= Required task =
Turn the items below into a numbered list, starting at the line that contains "If it's not too much trouble, please detect the gothic" and ending at the last line of the items. Leave out any blank lines.

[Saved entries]
----------
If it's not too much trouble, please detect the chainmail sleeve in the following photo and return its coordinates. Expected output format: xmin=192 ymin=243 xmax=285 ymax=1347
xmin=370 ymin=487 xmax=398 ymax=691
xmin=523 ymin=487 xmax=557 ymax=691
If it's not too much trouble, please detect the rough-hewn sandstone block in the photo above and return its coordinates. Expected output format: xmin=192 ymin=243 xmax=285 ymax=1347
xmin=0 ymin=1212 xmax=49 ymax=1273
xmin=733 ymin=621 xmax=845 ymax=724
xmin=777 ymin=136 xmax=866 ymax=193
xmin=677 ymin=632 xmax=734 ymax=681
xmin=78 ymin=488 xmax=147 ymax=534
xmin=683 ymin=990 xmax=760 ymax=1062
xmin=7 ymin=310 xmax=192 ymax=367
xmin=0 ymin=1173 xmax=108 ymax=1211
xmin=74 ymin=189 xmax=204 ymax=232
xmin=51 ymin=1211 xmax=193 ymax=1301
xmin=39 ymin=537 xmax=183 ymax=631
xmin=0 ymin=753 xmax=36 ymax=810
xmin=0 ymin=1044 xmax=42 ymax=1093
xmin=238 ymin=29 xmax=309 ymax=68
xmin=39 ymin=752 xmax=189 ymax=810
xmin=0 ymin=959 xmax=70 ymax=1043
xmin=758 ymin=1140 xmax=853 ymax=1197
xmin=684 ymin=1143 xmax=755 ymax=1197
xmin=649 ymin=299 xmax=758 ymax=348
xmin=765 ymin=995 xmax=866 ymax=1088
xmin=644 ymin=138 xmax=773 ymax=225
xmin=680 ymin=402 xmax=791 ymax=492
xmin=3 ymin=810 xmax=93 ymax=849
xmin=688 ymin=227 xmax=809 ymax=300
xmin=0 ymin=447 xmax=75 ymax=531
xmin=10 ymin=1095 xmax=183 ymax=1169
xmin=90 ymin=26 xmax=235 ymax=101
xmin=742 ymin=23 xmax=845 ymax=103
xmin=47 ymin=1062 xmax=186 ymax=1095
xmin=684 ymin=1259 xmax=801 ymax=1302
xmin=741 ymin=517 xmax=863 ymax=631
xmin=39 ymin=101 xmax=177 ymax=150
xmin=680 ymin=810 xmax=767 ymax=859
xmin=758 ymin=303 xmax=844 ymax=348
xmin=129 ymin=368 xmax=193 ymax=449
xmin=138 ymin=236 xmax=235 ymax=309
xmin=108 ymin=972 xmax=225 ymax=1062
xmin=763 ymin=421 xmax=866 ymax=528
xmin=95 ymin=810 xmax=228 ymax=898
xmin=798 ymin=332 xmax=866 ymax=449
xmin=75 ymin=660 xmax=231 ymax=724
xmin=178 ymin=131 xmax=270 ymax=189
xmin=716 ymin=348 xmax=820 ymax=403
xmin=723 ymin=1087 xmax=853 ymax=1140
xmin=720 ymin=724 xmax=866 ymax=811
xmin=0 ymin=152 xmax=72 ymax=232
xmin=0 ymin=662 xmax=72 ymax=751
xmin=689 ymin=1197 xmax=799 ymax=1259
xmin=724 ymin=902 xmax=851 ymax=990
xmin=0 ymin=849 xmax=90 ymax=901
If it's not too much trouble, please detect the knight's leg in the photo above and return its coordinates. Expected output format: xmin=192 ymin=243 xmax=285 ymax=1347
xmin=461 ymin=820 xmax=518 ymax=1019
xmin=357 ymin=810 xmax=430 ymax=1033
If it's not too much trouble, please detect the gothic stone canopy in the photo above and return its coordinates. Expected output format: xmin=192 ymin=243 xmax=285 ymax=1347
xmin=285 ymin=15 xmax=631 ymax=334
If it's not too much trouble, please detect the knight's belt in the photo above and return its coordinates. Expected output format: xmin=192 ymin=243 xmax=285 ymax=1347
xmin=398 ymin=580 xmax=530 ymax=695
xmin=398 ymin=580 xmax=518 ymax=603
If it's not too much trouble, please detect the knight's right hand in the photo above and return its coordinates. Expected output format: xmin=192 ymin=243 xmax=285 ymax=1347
----------
= Completed task =
1. If it's not too much trouble, please detect the gothic stone canopy in the photo above and return its coordinates. Expected output format: xmin=192 ymin=243 xmax=285 ymax=1347
2. xmin=285 ymin=15 xmax=631 ymax=334
3. If it's not too much trouble, please detect the knight's belt in the photo above and return its coordinates. Expected output format: xmin=192 ymin=243 xmax=285 ymax=1347
4. xmin=398 ymin=580 xmax=530 ymax=695
5. xmin=398 ymin=580 xmax=518 ymax=603
6. If it's not too much trouble, please detect the knight's right hand in the photo above and return its coordinates. Expected output format: xmin=192 ymin=243 xmax=285 ymax=1347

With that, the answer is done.